§ QUOTED PASSAGE
When a restriction specifies that certain items must or must not be selected, handle them first, then count the remaining choices.

Must include: Fix the required items, then choose the rest.
Example: A committee of 5 is chosen from 12 people, and Person A must be included. Fix A in the committee, then choose 4 from the remaining 11: ¹¹C₄ = 330.

Must exclude: Remove the excluded item from the pool, then choose normally.
Example: Same committee, but Person B must NOT be included. Choose 5 from the remaining 11: ¹¹C₅ = 462.

Items Always Together — Treat as One Unit

If k specific items must always be adjacent (together), treat them as a single "super-item". This reduces n items to (n−k+1) items to arrange, and the k items within the super-item can be arranged in k! ways among themselves.

Items together: (n − k + 1)! × k!

Example: 7 people stand in a row. In how many ways can 3 specific friends always stand together?
Treat the 3 friends as 1 unit → 5 items to arrange: 5! = 120.
The 3 friends can arrange among themselves: 3! = 6.
Total = 5! × 3! = 120 × 6 = 720

Items Never Together — Complementary Counting

Count the total arrangements with no restriction, subtract those where the unwanted items ARE together.

Items never together = Total − (Items always together)

Example: 7 people in a row — in how many ways can 2 specific people NOT stand next to each other?
Total = 7! = 5040.

§ RECORDS SUPPLIED
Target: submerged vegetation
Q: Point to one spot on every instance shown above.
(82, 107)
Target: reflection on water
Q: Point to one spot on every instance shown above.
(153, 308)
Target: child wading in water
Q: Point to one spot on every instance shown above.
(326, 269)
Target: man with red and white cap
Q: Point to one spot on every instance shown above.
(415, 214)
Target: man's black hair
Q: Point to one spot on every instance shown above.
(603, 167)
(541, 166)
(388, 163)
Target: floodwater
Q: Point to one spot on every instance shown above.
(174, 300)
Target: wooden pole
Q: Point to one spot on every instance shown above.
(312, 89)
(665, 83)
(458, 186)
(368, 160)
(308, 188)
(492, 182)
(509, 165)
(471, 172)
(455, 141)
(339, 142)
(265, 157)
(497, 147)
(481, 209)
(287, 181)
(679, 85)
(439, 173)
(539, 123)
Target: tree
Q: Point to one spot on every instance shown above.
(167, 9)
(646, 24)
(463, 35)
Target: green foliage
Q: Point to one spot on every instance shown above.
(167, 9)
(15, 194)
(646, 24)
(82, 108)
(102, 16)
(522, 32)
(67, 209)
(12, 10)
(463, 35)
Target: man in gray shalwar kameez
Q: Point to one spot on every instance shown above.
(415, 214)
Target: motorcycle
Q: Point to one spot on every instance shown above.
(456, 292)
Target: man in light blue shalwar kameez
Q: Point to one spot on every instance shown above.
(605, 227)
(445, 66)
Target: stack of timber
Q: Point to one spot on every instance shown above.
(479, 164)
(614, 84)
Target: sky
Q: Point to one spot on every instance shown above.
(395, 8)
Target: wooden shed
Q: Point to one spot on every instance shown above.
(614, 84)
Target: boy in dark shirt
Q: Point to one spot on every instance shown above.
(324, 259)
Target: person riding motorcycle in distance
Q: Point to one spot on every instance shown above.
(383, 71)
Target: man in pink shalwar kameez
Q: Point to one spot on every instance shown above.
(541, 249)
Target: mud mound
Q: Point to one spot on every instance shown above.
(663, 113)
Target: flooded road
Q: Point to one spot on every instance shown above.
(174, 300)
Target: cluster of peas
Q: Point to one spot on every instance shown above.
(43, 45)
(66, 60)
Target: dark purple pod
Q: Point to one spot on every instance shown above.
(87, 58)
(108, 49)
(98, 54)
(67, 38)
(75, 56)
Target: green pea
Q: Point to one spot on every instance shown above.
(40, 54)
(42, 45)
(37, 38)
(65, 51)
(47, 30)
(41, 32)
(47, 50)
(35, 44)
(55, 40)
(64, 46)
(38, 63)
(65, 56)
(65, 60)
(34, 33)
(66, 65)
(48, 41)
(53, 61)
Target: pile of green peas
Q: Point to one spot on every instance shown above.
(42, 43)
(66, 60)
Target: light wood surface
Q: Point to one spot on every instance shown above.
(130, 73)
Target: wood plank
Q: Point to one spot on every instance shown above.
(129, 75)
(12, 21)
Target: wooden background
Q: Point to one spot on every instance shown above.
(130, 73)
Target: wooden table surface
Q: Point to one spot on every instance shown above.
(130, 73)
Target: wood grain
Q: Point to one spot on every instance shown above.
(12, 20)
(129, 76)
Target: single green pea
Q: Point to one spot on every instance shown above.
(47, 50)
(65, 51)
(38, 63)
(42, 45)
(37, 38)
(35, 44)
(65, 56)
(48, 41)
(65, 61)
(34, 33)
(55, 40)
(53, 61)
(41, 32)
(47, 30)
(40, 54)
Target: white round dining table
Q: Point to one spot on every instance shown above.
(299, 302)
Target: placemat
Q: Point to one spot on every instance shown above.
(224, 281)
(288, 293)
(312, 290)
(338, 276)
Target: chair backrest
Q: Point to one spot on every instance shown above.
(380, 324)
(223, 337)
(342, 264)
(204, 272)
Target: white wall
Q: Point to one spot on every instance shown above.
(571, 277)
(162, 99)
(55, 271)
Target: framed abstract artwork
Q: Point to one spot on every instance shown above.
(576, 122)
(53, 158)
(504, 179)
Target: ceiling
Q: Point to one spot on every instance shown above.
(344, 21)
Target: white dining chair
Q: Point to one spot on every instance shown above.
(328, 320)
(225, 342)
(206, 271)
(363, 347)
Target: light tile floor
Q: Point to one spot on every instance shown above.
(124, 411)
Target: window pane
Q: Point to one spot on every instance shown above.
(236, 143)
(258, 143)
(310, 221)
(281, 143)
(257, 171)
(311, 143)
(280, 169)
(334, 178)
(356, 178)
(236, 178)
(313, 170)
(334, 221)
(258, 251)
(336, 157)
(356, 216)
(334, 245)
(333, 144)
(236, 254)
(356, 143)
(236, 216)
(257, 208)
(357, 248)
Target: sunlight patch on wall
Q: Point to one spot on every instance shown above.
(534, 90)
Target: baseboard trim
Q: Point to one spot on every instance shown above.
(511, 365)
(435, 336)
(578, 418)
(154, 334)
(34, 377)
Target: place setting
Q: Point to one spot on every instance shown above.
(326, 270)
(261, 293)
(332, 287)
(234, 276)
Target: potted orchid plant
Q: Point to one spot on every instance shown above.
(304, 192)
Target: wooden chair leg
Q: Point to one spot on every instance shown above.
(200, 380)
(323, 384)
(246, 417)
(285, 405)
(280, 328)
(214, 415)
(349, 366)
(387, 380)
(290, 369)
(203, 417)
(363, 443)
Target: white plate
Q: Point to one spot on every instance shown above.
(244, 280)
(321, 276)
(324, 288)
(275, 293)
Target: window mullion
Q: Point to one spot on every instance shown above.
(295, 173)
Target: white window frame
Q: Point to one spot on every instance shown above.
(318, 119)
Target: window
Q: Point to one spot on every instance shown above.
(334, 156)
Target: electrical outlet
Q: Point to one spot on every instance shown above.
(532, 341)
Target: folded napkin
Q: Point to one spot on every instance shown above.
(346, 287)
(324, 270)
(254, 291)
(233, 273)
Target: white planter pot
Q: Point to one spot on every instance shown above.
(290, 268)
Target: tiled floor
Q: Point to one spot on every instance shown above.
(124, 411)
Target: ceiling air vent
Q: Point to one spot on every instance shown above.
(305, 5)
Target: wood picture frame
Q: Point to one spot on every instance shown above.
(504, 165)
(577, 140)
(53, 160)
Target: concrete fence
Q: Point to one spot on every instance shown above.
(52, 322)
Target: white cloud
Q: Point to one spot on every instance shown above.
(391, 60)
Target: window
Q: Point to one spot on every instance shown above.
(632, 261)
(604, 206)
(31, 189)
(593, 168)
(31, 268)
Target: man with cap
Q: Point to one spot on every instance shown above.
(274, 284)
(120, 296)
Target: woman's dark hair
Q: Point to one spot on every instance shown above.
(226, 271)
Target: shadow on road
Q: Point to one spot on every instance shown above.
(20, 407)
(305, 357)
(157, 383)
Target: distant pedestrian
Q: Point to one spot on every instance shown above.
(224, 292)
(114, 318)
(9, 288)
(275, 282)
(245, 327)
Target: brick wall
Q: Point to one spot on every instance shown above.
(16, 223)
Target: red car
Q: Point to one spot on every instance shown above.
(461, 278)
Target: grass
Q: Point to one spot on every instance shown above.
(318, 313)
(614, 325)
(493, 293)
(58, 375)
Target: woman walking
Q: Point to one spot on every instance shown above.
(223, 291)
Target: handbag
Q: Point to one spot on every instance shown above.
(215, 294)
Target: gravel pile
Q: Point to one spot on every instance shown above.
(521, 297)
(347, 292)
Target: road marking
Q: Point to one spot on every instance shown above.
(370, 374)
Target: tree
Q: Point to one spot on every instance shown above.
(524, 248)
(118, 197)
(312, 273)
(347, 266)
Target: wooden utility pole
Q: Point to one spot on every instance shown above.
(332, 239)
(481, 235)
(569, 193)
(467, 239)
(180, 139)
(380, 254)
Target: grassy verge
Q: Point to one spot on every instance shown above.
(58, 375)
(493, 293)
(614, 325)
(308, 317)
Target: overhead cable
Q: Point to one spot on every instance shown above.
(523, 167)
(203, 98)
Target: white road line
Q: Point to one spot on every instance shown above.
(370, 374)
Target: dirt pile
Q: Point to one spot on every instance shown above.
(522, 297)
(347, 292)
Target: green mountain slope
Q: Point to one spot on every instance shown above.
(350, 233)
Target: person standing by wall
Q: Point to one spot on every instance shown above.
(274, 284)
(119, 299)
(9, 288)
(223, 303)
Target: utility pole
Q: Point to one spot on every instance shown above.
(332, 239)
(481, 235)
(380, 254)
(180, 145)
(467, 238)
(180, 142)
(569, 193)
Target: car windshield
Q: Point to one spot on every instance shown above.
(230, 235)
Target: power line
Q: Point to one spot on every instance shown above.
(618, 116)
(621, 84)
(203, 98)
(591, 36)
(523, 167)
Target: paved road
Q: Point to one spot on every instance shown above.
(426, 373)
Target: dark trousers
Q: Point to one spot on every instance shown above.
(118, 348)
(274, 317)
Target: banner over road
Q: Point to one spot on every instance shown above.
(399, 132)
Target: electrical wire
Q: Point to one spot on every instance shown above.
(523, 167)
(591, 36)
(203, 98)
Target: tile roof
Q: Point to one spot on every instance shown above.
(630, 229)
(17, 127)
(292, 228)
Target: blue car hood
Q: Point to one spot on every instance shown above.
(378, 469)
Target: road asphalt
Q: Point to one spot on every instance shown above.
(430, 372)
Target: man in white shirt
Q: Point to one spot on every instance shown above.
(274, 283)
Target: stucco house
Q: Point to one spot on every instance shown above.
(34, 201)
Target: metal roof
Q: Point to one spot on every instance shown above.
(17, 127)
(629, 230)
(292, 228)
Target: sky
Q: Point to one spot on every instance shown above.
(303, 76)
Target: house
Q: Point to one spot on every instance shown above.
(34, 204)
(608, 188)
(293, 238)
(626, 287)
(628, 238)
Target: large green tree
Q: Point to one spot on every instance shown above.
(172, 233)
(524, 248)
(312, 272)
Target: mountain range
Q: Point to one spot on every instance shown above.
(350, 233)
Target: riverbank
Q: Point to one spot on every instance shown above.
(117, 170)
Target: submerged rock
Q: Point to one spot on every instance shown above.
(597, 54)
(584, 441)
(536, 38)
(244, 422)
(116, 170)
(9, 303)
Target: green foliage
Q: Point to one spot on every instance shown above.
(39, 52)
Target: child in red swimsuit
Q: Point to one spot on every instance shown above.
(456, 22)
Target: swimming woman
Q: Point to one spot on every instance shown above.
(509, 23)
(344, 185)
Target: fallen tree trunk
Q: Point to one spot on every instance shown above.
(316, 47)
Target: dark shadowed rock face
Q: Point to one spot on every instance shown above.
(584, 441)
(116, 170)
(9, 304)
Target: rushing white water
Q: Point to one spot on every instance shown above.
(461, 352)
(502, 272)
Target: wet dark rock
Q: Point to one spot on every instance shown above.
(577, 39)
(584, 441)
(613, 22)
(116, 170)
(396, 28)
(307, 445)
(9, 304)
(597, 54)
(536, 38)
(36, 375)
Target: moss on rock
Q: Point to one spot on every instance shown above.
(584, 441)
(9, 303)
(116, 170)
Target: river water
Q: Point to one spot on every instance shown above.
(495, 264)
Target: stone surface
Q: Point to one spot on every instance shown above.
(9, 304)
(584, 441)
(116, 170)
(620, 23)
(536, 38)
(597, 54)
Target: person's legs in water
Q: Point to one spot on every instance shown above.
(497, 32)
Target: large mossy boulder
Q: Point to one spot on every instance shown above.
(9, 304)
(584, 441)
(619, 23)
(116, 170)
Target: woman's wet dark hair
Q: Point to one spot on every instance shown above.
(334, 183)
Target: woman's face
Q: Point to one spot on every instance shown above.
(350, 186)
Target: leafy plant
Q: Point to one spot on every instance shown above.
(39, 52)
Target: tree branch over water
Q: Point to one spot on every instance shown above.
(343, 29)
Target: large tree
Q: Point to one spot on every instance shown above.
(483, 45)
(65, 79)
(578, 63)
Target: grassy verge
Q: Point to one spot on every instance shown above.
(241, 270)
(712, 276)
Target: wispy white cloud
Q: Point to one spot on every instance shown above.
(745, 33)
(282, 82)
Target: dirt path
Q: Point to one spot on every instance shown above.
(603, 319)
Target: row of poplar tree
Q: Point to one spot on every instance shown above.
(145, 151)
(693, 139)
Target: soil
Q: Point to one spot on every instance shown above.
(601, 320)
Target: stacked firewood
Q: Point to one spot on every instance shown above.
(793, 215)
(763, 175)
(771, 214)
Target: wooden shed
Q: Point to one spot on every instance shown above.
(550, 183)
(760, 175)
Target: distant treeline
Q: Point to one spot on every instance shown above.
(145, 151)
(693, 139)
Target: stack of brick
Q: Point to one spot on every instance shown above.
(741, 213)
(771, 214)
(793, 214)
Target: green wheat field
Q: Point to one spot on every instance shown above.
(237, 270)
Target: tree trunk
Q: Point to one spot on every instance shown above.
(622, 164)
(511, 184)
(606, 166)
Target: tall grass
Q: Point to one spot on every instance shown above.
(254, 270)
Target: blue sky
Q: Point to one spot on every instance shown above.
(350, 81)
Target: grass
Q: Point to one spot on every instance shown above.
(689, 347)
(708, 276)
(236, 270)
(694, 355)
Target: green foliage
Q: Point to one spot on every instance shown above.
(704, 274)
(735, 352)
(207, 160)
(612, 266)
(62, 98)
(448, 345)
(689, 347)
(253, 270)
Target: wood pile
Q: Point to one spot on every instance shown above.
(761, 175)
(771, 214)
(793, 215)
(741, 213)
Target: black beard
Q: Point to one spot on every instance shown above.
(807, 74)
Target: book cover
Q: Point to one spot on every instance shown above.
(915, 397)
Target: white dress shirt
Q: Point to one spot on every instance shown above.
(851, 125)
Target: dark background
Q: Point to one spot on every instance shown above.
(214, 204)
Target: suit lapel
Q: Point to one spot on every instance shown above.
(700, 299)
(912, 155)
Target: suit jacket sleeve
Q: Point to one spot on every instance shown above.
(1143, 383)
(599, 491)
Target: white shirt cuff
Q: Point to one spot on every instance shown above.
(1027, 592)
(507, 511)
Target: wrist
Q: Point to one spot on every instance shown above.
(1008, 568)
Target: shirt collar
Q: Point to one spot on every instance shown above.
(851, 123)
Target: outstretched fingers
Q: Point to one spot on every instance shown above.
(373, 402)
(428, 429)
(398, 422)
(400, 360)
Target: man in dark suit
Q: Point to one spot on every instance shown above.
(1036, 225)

§ AIM A
In the passage on counting with restrictions, why does the formula for items that must always be together multiply by k!? Answer in one to three sentences.
§ AIM B
In the passage on counting with restrictions, how many ways are there to choose the committee of 5 when Person B must not be included?
§ AIM C
Continue the passage on counting with restrictions from its last sentence.

§ TASK RESULT A
Treating the k items as one super-item counts only how the units are arranged. The k items inside that unit can also be arranged among themselves in k! ways, so the count is multiplied by k!.

§ TASK RESULT B
462 ways (¹¹C₅).

§ TASK RESULT C
Together (treat pair as unit): 6! × 2! = 720 × 2 = 1440.
Never together = 5040 − 1440 = 3600

Gap Method (Alternating / Non-Adjacent)

To place items so that no two of a group are adjacent: first arrange the other items, then insert the restricted items into the gaps between them.

Example: 5 boys and 3 girls in a row, no two girls adjacent.
Arrange 5 boys: 5! = 120 ways. This creates 6 gaps (including ends).
Choose 3 of the 6 gaps for girls: ⁶P₃ = 6×5×4 = 120 (ordered, since girls are distinct).
Total = 120 × 120 = 14400

Specific Positions for Certain Items

Example: 8 books on a shelf — 2 specific books must go at the two ends. How many arrangements?
Place the 2 end books: 2! = 2 ways (either order). Arrange remaining 6 books in middle: 6! = 720.
Total = 2! × 6! = 2 × 720 = 1440

When restrictions apply, always handle the restricted items first — fix them, then count the free choices. This prevents over- or under-counting.

Learn 5 — Arrangements with Identical Objects

The Problem with Identical Items

When some items are identical, swapping them gives the same arrangement — so n! overcounts. We divide by the factorials of the counts of each repeated item.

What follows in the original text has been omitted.